Find every line below that contains the word "slide" and copy each one out in full.

#####

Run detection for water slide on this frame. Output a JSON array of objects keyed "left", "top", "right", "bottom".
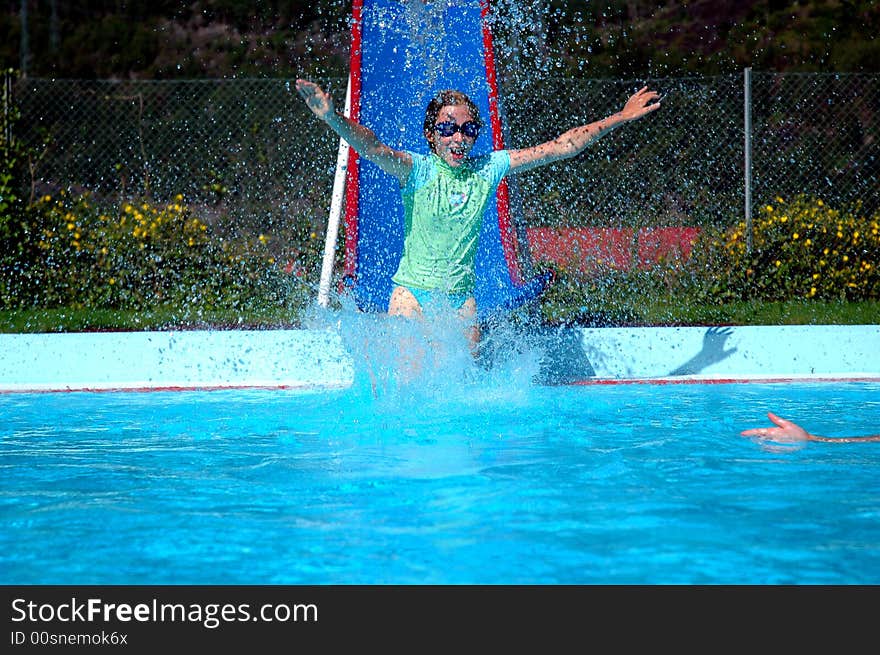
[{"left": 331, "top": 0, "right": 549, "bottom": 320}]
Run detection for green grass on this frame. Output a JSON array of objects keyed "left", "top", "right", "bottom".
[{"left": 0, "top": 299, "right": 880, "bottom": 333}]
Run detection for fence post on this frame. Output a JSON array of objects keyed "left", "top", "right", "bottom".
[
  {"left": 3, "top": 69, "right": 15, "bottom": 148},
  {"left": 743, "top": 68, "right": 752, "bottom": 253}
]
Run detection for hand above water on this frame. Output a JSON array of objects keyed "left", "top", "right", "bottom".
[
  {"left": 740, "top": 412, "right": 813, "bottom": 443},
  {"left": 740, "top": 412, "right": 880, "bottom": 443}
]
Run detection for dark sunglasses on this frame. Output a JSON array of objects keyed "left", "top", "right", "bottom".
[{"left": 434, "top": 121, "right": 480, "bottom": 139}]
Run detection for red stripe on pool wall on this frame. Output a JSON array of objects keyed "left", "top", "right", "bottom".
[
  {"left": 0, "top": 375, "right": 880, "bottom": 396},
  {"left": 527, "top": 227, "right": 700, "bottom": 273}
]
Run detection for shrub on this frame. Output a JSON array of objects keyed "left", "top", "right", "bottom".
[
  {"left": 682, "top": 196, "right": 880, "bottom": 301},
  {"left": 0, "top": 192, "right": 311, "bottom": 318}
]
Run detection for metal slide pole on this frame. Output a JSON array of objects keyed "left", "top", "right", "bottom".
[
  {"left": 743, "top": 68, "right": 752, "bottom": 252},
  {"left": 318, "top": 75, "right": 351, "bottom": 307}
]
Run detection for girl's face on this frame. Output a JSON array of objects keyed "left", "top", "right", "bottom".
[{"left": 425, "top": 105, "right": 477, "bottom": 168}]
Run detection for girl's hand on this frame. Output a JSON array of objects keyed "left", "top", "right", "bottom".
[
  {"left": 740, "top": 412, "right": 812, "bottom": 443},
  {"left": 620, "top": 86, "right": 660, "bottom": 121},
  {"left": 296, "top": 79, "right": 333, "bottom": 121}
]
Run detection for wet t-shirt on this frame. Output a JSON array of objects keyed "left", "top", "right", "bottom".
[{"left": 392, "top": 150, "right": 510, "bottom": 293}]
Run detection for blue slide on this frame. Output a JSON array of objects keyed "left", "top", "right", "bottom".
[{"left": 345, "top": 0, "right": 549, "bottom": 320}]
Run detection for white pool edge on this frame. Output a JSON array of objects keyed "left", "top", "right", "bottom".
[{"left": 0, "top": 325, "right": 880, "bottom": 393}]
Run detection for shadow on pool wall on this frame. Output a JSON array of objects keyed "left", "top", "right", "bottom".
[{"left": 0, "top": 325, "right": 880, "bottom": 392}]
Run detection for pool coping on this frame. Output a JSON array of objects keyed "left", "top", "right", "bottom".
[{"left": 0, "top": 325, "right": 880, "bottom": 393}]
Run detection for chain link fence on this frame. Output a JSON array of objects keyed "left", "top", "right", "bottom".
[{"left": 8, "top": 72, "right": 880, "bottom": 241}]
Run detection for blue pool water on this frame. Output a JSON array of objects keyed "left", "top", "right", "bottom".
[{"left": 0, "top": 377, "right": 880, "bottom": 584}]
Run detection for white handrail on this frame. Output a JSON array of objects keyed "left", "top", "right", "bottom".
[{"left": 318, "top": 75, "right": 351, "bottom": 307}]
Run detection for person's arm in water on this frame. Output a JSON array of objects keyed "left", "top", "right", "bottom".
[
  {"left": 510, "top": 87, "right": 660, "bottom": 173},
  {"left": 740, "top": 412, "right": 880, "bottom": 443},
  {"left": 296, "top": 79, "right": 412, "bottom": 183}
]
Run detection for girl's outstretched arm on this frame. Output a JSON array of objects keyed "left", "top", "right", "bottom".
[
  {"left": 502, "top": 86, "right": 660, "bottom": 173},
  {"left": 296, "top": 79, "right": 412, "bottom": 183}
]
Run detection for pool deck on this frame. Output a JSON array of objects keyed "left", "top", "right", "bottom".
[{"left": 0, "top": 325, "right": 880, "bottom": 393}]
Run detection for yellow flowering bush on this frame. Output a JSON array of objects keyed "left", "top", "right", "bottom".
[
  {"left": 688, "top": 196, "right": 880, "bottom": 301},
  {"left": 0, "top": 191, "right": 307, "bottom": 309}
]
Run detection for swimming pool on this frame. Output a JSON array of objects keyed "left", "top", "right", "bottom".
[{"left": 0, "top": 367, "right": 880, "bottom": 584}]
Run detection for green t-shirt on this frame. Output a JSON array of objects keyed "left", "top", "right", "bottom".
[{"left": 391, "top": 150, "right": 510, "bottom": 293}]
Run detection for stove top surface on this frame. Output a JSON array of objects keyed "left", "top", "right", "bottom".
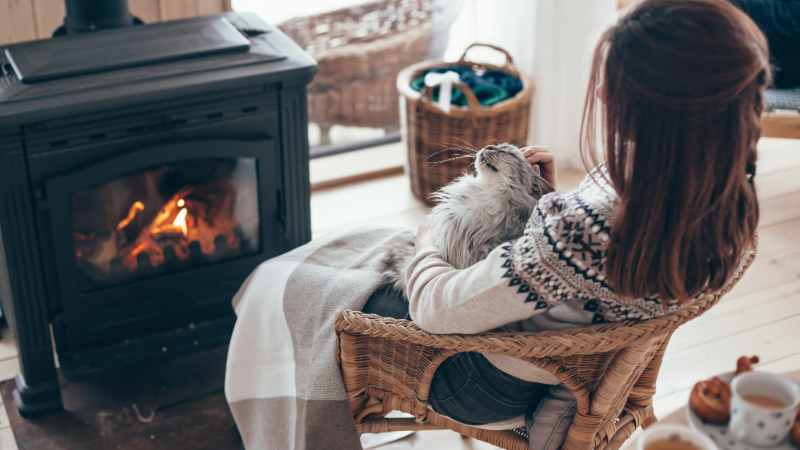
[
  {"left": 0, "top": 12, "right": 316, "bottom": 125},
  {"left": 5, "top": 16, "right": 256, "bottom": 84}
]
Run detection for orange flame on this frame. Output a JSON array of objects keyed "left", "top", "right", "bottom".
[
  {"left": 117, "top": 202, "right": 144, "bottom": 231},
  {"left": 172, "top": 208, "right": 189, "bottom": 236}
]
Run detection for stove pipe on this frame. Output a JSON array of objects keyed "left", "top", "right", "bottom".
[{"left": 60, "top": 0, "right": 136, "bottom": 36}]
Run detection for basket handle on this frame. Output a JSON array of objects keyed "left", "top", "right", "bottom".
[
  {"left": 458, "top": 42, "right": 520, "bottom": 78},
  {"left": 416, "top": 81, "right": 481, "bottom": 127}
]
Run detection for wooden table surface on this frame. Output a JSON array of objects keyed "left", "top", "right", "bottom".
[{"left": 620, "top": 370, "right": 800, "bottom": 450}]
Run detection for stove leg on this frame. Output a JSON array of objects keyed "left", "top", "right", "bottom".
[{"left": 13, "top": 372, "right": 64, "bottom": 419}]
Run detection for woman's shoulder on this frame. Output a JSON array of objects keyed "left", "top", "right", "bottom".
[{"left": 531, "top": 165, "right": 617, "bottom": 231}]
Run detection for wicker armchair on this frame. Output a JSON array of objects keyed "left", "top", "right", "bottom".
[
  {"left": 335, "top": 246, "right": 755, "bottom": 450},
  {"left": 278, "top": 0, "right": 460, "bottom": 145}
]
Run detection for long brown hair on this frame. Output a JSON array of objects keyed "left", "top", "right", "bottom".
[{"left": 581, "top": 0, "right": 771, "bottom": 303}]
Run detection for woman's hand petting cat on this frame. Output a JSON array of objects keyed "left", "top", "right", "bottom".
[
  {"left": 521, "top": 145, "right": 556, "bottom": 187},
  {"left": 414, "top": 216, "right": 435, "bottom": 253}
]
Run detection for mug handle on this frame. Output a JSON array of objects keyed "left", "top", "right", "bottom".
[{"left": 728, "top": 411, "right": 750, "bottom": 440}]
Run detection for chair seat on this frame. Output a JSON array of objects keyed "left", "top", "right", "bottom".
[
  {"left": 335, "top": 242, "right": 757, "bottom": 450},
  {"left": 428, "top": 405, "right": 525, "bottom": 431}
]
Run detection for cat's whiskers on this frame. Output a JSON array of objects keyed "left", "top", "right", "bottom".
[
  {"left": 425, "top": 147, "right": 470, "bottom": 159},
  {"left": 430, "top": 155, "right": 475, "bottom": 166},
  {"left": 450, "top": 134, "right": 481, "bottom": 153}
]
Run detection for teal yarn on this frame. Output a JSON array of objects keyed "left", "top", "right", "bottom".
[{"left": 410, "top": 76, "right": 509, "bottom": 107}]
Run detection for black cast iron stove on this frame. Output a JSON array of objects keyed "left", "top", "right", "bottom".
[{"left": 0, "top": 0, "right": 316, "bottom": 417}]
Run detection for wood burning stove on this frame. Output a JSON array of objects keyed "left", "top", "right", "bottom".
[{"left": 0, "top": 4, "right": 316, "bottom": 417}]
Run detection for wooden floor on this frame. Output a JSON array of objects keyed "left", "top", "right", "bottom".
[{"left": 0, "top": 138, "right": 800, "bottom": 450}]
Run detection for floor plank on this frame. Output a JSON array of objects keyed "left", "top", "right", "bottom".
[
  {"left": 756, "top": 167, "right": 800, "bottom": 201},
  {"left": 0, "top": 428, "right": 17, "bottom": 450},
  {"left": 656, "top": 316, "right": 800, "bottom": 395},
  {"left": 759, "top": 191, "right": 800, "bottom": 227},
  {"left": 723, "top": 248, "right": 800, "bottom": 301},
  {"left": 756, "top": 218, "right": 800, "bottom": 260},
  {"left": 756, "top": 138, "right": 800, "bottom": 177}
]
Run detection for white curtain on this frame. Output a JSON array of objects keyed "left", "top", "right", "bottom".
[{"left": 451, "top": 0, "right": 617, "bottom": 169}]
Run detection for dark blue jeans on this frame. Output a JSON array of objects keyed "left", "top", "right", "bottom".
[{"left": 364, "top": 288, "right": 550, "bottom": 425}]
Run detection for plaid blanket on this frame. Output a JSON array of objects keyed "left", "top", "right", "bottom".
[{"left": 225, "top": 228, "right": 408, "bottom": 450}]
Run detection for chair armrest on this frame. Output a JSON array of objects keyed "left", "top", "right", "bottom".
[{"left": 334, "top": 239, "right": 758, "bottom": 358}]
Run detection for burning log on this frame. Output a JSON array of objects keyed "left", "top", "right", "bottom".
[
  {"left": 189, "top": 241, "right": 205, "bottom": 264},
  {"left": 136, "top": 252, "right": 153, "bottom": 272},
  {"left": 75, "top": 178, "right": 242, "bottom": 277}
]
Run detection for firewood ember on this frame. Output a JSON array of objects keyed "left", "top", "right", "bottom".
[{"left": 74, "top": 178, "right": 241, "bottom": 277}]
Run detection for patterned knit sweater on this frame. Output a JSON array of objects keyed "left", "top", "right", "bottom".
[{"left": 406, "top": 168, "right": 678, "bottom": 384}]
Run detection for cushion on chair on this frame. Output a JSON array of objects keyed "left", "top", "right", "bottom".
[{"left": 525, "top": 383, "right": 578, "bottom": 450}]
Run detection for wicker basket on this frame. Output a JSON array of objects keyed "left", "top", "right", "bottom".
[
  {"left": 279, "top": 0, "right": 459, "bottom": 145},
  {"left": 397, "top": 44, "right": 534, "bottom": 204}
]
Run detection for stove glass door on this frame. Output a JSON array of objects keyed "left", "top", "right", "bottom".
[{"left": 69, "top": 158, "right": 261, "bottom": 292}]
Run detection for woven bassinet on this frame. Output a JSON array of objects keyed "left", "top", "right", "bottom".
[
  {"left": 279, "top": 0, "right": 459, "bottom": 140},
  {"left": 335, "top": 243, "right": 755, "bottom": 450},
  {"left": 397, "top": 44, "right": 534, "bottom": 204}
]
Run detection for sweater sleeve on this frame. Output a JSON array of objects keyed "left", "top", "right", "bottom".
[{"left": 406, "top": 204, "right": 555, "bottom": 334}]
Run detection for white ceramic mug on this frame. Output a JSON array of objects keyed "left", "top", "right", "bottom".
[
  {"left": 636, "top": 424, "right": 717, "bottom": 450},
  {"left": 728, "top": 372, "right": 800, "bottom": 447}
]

#####

ANSWER TO THE PROBLEM:
Run detection for water slide on this frame. Output a JSON array of objects keyed "left", "top", "right", "bottom".
Run detection for metal slide pole on this frame. Output a JSON array of objects keyed "left", "top", "right", "bottom".
Run detection for blue slide on this frame. Output a JSON array of objects keyed "left", "top", "right", "bottom".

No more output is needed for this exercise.